**THE TASKS:**
• 1. In the patent text, what does the server use as the primary key when it stores the privacy preserving data structure?
• 2. Reproduce the patent text word for word, starting at "4. 5 . The computer-implemented" and ending at "token to the trusted device.".

---------- SOURCE DOCUMENT ----------

US20260128880A1US 20260128880 A1US20260128880 A1US 20260128880A1US-20260128880-A1

Abstract

A computer-implemented method of registering a user identifier in a public key infrastructure comprising a trusted device and a server is provided. The method includes the steps: receiving the user identifier as an input to the trusted device; obtaining a hash value of the user identifier; the trusted device obtaining biometric data comprising a facial image of the user; generating a public key and a privacy preserving data structure using the biometric data, encrypting the user identifier using the public key, and storing the encrypted user identifier as metadata in the privacy preserving data structure, wherein a private key for decrypting the encrypted user identifier can be generated from the privacy preserving data structure using subsequently acquired biometric data comprising the facial image of the user; generating a device token corresponding to the trusted device and obtaining a hash value of the device token, the server storing the privacy preserving data structure uniquely indexed by the hash value of the device token while using the hash value of the user identifier as a primary key, and the trusted device storing the device token.

Inventors

  • Varun Chatterji
  • Ashish Kushwaha

Assignees

  • SEVENTH SENSE ARTIFICIAL INTELLIGENCE PRIVATE LIMITED

Dates

Publication Date
20260507
Application Date
20240517
Priority Date
20230519

Claims (20)

  1. 1 . A computer-implemented method of registering a user identifier in a public key infrastructure, the public key infrastructure comprising a server and a trusted device, the method including: receiving the user identifier as an input to the trusted device; obtaining a hash value of the user identifier; obtaining, by the trusted device, biometric data comprising a facial image of the user; generating a public key and a privacy preserving data structure using the biometric data; encrypting the user identifier using the public key; storing the encrypted user identifier as metadata in the privacy preserving data structure, wherein a private key for decrypting the encrypted user identifier can be generated from the privacy preserving data structure using subsequently acquired biometric data comprising the facial image of the user; generating a device token corresponding to the trusted device; obtaining a hash value of the device token; storing, by the server, the privacy preserving data structure uniquely indexed by the hash value of the device token while using the hash value of the user identifier as a primary key; and storing, by the trusted device, the device token.
  2. 2 . The computer-implemented method of claim 1 , wherein the method further includes forwarding the user identifier and the biometric data to the server, wherein the public key and the privacy preserving data structure are generated by the server.
  3. 4 . The computer-implemented method of claim 1 , wherein the device token is generated by the server and transmitted to the trusted device.
  4. 5 . The computer-implemented method of claim 4 , wherein the server does not store a copy of the device token after transmitting the device token to the trusted device.
  5. 6 - 8 . (canceled)
  6. 9 . The computer-implemented method of claim 1 , further comprising determining if the user identifier is associated with an existing privacy preserving data structure stored on the server.
  7. 10 . The computer-implemented method of claim 9 , further including searching for the hash value of the user identifier on the server.
  8. 11 . The computer-implemented method of claim 9 , further comprising: authenticating the user in response to determining that the user identifier is associated with the existing privacy preserving data structure stored on the server.

---------- DATA PROVIDED ----------

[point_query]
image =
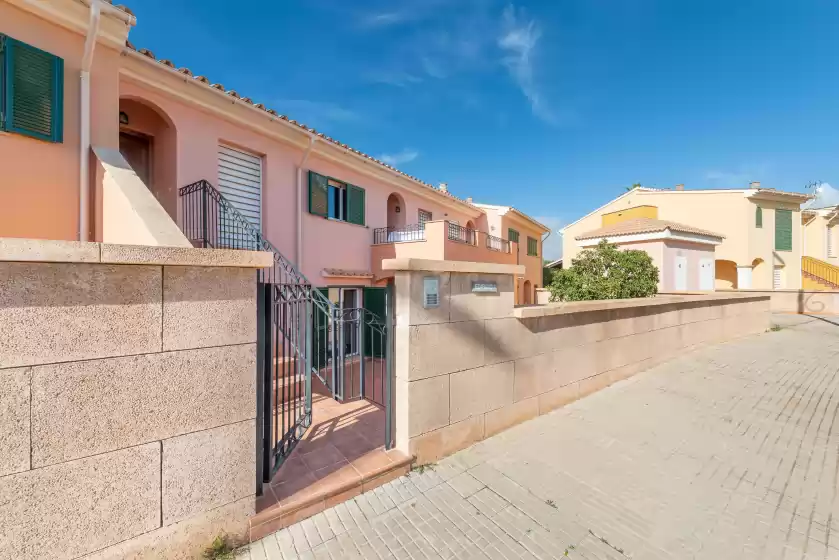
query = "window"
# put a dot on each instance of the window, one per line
(424, 217)
(783, 230)
(32, 92)
(532, 247)
(330, 198)
(337, 201)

----------

**RESULTS OF THE EXERCISE:**
• 1. The hash value of the user identifier.

• 2.
4. 5 . The computer-implemented method of claim 4 , wherein the server does not store a copy of the device token after transmitting the device token to the trusted device.